▶ _Data in this exercise_
◇ ◇ ◇ ◇

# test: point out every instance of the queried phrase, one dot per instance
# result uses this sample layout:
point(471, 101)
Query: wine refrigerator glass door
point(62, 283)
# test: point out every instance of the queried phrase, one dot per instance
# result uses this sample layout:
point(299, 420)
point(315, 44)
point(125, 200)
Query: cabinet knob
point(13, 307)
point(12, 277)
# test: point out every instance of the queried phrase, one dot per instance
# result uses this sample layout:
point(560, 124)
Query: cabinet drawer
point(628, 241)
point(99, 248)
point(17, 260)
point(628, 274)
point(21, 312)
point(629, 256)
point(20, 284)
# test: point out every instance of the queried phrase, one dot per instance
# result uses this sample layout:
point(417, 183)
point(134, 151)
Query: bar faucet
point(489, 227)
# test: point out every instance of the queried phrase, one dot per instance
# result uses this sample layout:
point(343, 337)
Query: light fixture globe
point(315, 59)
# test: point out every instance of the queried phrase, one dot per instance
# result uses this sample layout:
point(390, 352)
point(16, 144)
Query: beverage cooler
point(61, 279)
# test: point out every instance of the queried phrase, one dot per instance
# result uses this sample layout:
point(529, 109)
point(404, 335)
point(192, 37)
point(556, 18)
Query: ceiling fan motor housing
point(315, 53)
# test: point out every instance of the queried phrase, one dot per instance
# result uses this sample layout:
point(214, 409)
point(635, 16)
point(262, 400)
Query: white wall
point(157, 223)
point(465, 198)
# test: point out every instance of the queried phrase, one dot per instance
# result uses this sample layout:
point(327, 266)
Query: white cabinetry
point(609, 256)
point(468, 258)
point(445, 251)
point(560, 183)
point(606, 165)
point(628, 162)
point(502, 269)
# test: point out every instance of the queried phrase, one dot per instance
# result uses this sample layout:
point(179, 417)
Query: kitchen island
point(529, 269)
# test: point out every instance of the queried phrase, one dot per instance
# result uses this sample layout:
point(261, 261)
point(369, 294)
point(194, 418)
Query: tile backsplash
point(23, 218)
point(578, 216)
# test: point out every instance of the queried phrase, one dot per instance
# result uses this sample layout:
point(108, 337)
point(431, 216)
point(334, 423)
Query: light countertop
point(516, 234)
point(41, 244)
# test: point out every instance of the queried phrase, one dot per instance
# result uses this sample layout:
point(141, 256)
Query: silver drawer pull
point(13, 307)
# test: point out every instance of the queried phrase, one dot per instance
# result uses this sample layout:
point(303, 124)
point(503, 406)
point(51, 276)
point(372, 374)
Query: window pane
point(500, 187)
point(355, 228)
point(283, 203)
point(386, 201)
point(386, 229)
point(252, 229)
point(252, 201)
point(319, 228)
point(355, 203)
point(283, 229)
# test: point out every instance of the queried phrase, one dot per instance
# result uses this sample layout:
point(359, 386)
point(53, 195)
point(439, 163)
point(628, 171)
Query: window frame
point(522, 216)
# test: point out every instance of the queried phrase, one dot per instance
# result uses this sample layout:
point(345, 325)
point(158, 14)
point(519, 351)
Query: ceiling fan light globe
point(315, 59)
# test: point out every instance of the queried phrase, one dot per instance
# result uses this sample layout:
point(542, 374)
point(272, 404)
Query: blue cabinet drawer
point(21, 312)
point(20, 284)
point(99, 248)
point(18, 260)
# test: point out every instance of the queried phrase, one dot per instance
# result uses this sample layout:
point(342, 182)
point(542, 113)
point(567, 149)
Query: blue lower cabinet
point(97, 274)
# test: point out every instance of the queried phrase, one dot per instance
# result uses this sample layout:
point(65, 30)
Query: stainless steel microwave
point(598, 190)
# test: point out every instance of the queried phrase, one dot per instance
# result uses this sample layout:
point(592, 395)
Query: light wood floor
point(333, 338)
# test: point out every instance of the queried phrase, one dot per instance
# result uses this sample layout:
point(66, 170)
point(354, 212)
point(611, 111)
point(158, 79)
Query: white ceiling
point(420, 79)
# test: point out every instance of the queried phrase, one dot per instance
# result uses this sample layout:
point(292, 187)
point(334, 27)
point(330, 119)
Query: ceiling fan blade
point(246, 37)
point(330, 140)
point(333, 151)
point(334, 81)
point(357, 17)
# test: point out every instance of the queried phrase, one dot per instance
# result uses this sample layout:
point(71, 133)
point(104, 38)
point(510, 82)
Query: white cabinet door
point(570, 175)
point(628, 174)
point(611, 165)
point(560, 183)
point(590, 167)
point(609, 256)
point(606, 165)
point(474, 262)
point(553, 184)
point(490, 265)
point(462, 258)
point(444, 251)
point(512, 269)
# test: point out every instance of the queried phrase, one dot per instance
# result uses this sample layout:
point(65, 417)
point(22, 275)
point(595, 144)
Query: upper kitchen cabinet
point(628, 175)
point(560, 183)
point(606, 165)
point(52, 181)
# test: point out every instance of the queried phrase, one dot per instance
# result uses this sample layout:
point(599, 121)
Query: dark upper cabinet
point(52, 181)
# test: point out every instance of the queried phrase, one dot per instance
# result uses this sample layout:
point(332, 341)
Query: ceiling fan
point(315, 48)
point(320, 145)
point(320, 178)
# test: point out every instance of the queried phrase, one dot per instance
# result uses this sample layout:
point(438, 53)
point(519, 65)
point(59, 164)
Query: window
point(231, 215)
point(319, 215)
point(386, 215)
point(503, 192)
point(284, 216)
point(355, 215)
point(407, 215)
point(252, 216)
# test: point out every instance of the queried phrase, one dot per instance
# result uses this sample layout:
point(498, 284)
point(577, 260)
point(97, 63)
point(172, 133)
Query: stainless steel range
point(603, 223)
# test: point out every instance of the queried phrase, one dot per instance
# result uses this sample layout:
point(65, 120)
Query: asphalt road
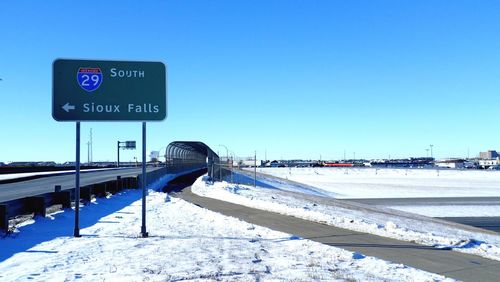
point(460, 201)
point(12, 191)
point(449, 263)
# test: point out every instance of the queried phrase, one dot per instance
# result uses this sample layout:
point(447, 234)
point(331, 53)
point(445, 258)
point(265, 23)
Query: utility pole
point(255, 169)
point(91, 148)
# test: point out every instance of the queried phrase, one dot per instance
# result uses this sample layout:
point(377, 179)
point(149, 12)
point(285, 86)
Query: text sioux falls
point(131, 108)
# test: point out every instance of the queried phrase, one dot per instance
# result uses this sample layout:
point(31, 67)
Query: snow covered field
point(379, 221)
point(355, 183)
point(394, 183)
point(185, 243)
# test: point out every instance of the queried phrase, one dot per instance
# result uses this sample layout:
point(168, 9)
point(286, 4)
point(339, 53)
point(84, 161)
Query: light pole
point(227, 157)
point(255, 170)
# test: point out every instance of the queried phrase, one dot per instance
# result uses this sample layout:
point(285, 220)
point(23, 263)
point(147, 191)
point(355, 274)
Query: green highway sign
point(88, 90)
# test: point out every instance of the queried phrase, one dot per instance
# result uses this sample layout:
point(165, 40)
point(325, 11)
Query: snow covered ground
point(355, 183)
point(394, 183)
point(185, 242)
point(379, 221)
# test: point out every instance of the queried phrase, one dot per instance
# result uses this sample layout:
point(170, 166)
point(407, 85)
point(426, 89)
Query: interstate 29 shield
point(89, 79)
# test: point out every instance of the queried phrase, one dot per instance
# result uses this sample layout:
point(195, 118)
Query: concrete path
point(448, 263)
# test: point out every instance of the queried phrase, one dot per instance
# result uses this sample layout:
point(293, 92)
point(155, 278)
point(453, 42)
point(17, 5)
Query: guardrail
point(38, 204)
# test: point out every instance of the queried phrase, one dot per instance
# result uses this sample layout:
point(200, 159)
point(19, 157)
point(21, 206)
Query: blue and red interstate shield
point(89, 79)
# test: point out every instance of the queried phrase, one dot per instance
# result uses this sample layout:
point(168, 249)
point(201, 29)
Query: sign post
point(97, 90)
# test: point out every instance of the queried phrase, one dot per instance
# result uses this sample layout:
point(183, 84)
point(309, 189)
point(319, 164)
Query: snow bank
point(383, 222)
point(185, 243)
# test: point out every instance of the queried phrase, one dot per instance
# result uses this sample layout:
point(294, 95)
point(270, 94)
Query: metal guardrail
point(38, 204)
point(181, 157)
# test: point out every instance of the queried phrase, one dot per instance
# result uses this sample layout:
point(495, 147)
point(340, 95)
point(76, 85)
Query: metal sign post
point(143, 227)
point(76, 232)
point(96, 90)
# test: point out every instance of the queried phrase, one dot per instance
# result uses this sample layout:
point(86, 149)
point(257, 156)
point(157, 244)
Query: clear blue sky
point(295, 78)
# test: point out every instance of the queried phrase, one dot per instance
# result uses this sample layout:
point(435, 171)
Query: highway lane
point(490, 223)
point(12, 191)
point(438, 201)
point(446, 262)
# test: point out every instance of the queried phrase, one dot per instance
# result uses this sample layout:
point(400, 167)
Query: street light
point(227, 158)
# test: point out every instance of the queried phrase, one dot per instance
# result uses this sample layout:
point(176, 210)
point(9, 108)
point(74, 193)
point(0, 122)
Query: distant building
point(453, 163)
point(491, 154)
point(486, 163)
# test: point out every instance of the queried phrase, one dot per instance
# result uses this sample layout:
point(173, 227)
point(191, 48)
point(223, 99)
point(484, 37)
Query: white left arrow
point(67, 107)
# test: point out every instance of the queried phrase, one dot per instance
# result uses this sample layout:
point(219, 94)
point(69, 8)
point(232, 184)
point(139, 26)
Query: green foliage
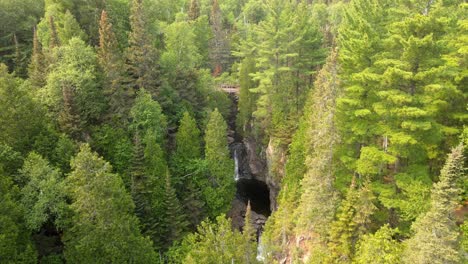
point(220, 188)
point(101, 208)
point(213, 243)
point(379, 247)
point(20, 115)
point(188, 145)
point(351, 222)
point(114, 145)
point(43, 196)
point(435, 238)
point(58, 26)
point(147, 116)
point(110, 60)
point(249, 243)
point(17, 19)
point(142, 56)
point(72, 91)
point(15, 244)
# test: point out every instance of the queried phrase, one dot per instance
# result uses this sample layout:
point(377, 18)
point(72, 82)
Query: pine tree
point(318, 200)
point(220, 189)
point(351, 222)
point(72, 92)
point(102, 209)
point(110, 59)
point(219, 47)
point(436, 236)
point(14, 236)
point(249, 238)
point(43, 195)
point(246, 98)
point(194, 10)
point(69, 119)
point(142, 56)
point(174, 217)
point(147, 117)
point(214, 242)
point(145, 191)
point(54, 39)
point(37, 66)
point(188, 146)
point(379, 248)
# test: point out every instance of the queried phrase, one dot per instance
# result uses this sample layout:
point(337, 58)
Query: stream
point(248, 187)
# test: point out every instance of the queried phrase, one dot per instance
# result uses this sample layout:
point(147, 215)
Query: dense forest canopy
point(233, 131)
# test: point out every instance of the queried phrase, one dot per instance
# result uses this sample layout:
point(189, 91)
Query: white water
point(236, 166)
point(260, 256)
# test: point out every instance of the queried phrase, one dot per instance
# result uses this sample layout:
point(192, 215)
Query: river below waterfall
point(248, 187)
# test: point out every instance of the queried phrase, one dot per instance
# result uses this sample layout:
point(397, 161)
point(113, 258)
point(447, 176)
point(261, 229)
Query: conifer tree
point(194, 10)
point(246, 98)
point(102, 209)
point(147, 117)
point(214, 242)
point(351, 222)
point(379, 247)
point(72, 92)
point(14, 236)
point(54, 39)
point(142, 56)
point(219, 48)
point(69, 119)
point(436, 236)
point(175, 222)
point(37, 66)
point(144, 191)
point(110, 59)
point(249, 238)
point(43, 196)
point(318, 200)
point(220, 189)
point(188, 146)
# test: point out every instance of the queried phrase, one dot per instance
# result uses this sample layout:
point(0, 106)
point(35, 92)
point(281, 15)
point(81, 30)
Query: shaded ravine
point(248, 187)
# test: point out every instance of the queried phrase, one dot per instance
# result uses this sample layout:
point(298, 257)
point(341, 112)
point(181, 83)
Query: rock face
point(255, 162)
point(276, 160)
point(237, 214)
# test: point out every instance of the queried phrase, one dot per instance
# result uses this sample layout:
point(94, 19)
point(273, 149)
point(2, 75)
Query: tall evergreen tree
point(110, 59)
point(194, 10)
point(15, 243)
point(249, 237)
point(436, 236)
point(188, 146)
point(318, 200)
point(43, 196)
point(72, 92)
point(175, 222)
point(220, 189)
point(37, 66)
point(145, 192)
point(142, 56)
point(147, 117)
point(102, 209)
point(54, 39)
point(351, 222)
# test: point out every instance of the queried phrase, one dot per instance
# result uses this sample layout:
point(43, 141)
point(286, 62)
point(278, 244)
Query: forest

◇ ◇ ◇ ◇

Rewrite the part of the listing that opens with its first line and closes with the line containing "point(62, 283)", replacing "wine refrigerator" with "beverage fridge" and leaving everything else unchanged.

▶ _Correct result_
# test: point out every instance of the queried phrase, one dot per instance
# result uses this sample layout:
point(471, 101)
Query: beverage fridge glass door
point(62, 283)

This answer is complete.